Records supplied:
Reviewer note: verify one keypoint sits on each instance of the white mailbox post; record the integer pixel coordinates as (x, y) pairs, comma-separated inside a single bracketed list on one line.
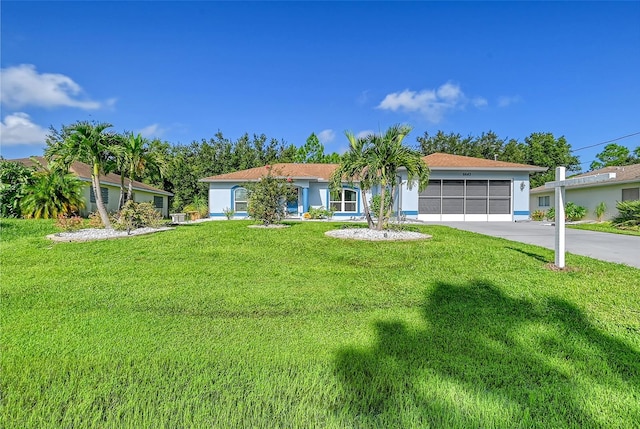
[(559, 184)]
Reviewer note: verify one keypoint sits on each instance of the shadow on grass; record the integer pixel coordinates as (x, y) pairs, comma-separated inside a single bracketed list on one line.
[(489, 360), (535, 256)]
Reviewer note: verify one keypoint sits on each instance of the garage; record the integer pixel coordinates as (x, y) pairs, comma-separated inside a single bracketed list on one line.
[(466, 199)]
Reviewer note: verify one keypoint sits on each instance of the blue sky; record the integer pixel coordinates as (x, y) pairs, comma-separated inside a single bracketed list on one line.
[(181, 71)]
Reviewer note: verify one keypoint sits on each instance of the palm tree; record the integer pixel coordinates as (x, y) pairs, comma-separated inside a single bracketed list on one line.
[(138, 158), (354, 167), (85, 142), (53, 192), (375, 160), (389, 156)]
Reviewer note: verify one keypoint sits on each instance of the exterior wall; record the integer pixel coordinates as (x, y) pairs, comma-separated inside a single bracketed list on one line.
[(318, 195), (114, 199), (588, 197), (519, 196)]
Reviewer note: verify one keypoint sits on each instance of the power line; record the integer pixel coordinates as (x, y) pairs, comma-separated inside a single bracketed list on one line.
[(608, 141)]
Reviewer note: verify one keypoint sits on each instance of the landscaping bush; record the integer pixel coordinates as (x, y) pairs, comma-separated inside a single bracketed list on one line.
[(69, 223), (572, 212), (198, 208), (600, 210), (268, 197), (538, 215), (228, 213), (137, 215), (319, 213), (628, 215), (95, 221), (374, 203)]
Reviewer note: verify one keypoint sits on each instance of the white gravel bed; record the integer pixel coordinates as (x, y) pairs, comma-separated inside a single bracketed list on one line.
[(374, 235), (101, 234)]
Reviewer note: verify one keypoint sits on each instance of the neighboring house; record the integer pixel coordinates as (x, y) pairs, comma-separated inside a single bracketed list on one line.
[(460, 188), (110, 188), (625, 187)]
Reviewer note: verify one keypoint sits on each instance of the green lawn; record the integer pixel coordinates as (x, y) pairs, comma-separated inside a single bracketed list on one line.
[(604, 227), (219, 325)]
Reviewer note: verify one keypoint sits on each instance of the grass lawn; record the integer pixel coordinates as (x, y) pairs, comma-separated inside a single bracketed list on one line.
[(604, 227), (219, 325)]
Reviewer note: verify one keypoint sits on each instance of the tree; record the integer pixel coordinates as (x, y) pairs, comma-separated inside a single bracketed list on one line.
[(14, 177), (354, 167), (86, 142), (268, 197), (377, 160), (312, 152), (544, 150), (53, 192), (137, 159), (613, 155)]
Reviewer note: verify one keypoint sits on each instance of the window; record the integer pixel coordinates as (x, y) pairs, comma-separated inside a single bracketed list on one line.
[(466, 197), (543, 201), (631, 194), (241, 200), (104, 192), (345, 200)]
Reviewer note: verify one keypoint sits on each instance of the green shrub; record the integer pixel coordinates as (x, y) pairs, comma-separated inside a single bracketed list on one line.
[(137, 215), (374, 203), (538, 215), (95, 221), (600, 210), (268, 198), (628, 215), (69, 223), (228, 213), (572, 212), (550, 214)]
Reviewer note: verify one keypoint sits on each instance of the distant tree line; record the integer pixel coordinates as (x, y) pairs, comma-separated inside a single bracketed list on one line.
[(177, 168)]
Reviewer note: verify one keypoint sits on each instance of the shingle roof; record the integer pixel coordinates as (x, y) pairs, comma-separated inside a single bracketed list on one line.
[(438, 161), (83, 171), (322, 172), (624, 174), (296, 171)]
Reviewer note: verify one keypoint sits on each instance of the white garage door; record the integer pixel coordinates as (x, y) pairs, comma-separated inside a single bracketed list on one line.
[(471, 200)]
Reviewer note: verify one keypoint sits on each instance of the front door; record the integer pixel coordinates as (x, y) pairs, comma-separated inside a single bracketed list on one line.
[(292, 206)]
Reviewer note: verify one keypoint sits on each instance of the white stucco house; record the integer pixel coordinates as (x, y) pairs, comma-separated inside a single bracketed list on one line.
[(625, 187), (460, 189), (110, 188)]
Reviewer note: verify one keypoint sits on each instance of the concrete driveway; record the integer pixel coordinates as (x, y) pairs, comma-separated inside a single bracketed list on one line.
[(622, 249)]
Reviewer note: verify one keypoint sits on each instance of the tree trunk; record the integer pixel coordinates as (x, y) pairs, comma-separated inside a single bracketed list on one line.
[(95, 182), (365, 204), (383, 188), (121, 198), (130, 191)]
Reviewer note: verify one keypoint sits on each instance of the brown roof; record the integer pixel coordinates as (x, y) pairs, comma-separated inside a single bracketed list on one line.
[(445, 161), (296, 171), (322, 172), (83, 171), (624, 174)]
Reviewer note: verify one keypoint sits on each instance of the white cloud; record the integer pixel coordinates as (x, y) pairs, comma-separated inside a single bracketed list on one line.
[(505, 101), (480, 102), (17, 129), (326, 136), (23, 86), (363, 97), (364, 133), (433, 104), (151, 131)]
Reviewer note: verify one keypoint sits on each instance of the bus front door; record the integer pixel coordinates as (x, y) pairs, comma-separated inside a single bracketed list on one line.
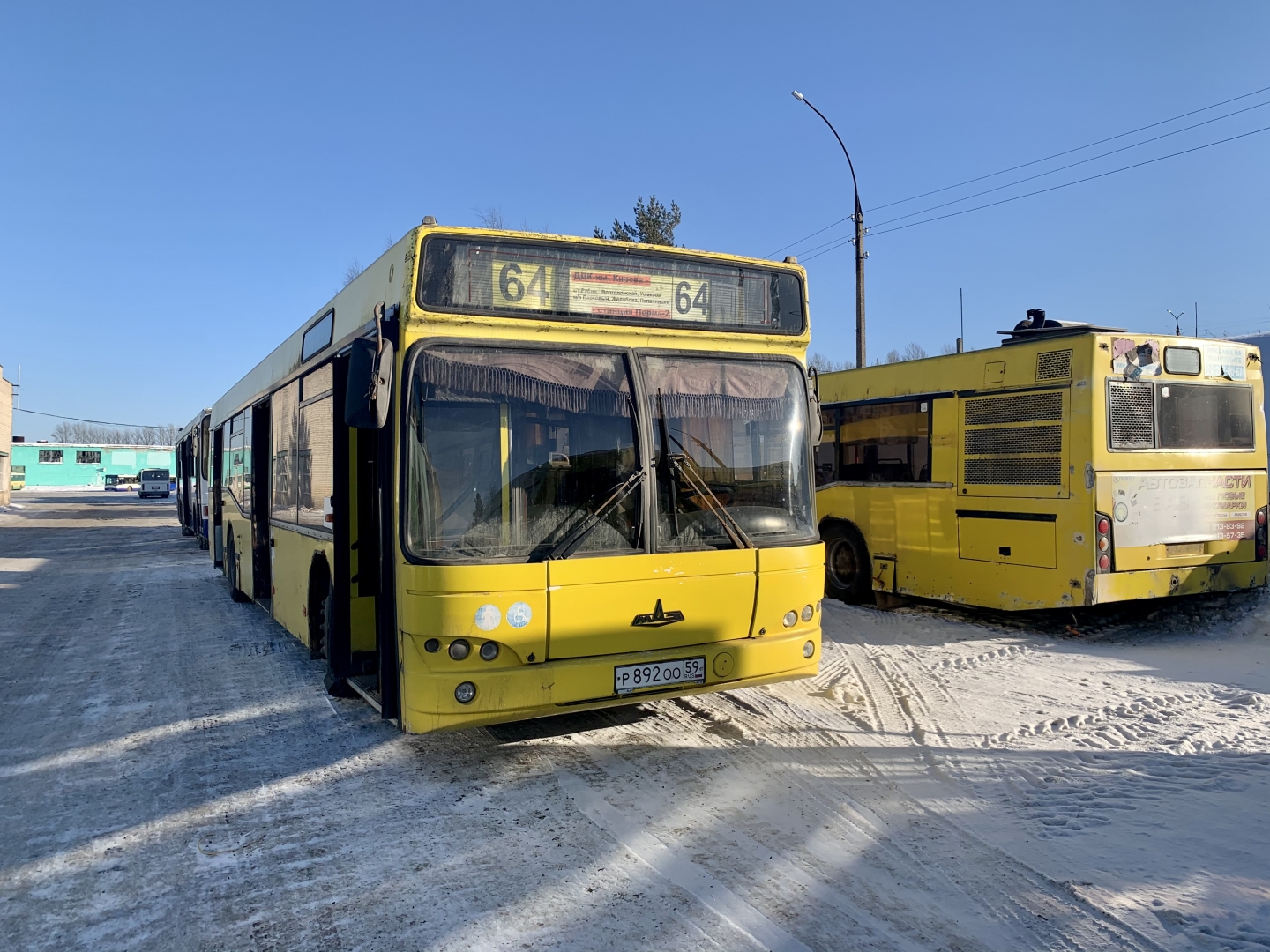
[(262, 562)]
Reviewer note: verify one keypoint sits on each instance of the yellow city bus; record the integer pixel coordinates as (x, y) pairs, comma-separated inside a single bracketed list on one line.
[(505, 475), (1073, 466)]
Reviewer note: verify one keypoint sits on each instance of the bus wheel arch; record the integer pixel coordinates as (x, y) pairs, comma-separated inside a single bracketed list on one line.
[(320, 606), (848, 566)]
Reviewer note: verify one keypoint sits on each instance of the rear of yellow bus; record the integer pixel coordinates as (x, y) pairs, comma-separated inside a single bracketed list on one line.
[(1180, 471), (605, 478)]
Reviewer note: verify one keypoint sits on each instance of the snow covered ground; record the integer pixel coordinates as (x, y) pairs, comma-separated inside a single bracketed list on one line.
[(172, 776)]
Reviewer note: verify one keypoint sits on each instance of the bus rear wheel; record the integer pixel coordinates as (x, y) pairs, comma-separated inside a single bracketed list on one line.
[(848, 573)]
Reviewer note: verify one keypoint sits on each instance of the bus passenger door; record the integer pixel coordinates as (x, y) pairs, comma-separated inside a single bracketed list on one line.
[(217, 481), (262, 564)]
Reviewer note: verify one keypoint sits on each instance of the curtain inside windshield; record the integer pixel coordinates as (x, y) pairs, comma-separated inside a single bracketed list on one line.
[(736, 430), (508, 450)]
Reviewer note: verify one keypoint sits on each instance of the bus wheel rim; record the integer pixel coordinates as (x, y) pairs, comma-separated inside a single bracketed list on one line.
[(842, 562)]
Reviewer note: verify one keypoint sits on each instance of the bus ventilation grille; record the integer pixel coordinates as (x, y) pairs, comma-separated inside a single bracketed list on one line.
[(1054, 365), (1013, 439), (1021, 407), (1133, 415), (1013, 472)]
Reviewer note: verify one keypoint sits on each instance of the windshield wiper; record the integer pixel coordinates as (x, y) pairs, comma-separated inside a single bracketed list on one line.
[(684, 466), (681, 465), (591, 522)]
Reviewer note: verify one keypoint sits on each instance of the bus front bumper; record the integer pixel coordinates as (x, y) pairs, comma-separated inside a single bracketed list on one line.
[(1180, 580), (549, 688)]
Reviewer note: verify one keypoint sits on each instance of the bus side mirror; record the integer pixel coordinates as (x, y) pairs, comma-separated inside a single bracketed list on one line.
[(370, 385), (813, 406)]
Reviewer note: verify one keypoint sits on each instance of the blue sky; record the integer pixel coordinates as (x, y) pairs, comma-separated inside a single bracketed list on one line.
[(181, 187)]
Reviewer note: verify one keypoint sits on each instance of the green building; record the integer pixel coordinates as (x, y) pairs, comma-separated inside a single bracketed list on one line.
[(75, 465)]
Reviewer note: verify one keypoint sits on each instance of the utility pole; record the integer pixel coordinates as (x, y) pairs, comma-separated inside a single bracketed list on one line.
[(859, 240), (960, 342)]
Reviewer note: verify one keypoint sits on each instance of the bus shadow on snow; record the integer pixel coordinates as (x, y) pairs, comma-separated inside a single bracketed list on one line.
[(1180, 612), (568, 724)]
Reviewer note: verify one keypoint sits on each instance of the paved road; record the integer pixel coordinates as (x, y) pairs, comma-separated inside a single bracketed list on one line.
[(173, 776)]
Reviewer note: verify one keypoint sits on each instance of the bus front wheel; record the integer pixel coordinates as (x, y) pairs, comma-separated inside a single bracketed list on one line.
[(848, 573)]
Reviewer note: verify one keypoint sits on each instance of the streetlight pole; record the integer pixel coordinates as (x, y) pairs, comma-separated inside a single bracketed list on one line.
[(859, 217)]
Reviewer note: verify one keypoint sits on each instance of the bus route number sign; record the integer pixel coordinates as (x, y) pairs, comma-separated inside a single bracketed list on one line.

Your goal: Reproduce only the lines from the one containing "bus front wheel;" through the end of the records, requests included, and raise every pixel coordinate in the answers by 97.

Answer to the exercise:
Reviewer note: verify one keypoint sits on each instance of the bus front wheel; record the integer pixel coordinates as (x, y) pairs, comma-separated inside a single bracketed list on one line.
[(945, 670)]
Reviewer note: verify one keypoint sits on each instance of the streetlight pole; record the integer pixel coordinates as (x, y) pairs, comma-separated inside a single bracketed list on one line.
[(956, 314)]
Reviewer note: verify one keypoint sits on each instance of the bus route number sign; record the integer pixel coordinates as (x, y) pairs, comma-separated inside a single bracketed list on one line.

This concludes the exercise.